(Passage provided)
────────────────────────────────────────

The only vets I see in real life (as apposed to assholes on the internet) wearing those caps tend to be old guys in wheelchairs in the Medical Center. Good for them

Re those who wear them all the time and not just on holidays I think it’s a last gasp way for old guys to say “I mattered” instead of just being a shuffling old nobody. I would never do that even if I served but I understand the motivation. People want to be acknowledged.

Interesting that this thread has popped up again. Turns out my youngest grandson has a bit of hero worship going on and wants to question me endlessly on my upcoming visit next week. Since he’s such an admirer, I bought two Seabee Vietnam Vet ball caps that we can wear while I’m there. I won’t wear it anyplace else, but hey, the kid thinks I’m a hero. :o

Post #4 11/11/11

I was in B&N the other day and saw an old fellow wearing one so I shook his hand and thanked him for his service. Then he thanked me for mine, based on the US Navy Vet bb cap I was wearing.

I think if some older person has served in WWII, Korea, or Viet Nam, they can wear anything they want. I believe those who wear those hats.

Now, younger folks who talk tough? They’re full of crap, generally.

There must be some level of relationship between these folks and those who have “Cherokee princess” ancestors.

This. Beyond some stories for the kids when they asked, my grandfather didn’t talk about his WWII or Korea service, nor did my stepfather talk about his WWII service. My dad almost never speaks of his service in Vietnam. My cousin, who did five tours for the current mess in Afghanistan, Iraq, and someplace she can’t tell me, *never *speaks of her service. Her husband doesn’t mention his deployment during the Gulf War. (But we give him hell because he’s NAVY and we’re an Army family… :D)

────────────────────────────────────────

(Data under study)

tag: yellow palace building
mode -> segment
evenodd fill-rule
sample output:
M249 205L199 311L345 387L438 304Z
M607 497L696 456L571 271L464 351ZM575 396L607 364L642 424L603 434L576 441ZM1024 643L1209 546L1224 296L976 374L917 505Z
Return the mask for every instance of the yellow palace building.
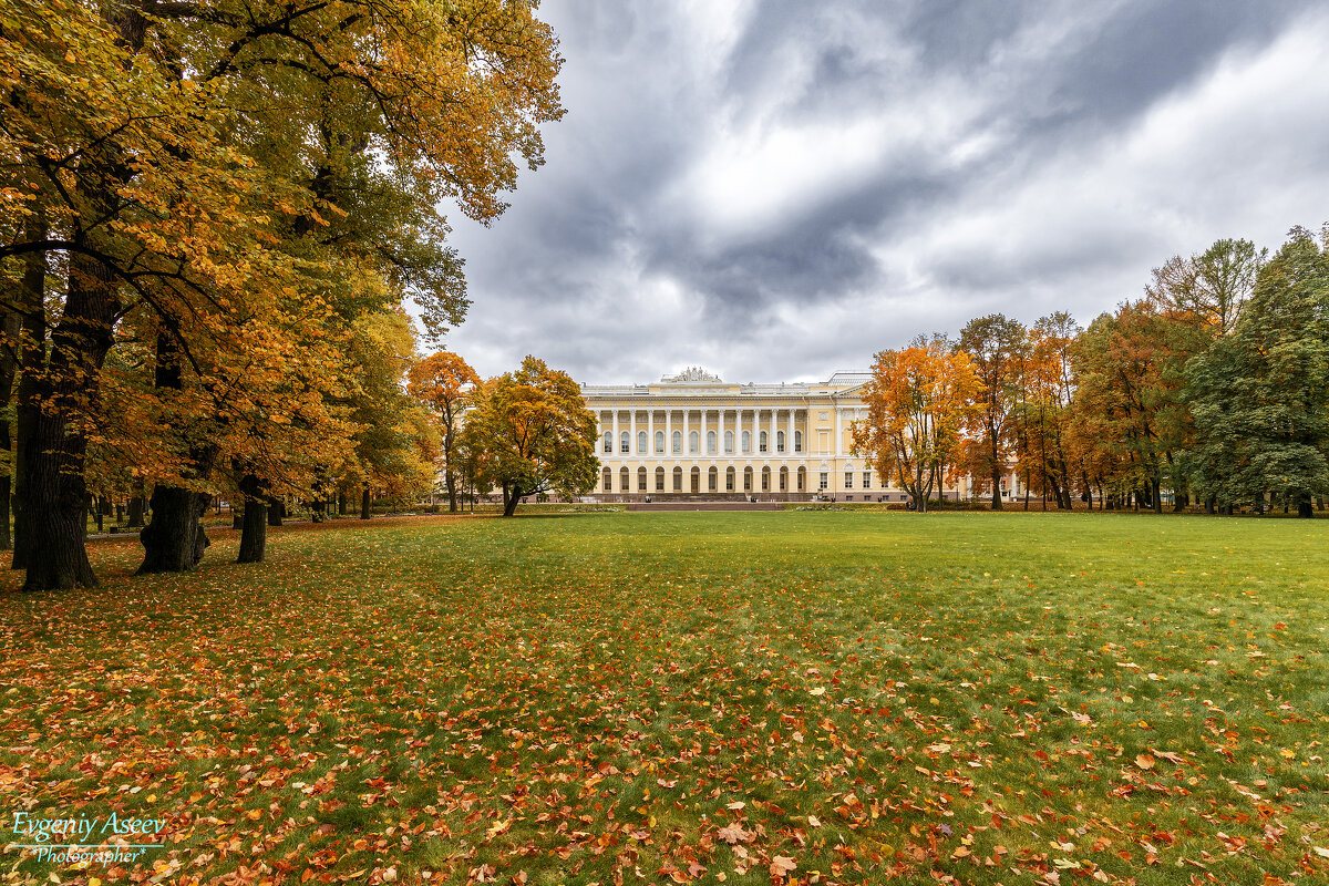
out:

────────────────────────────────────────

(What to work on) Repeat word for word the part of the thread about veterans' caps that begins at "Interesting that this" and stops after "wear those hats.". Work only from the thread about veterans' caps, not the data.

(Written answer)
Interesting that this thread has popped up again. Turns out my youngest grandson has a bit of hero worship going on and wants to question me endlessly on my upcoming visit next week. Since he’s such an admirer, I bought two Seabee Vietnam Vet ball caps that we can wear while I’m there. I won’t wear it anyplace else, but hey, the kid thinks I’m a hero. :o

Post #4 11/11/11

I was in B&N the other day and saw an old fellow wearing one so I shook his hand and thanked him for his service. Then he thanked me for mine, based on the US Navy Vet bb cap I was wearing.

I think if some older person has served in WWII, Korea, or Viet Nam, they can wear anything they want. I believe those who wear those hats.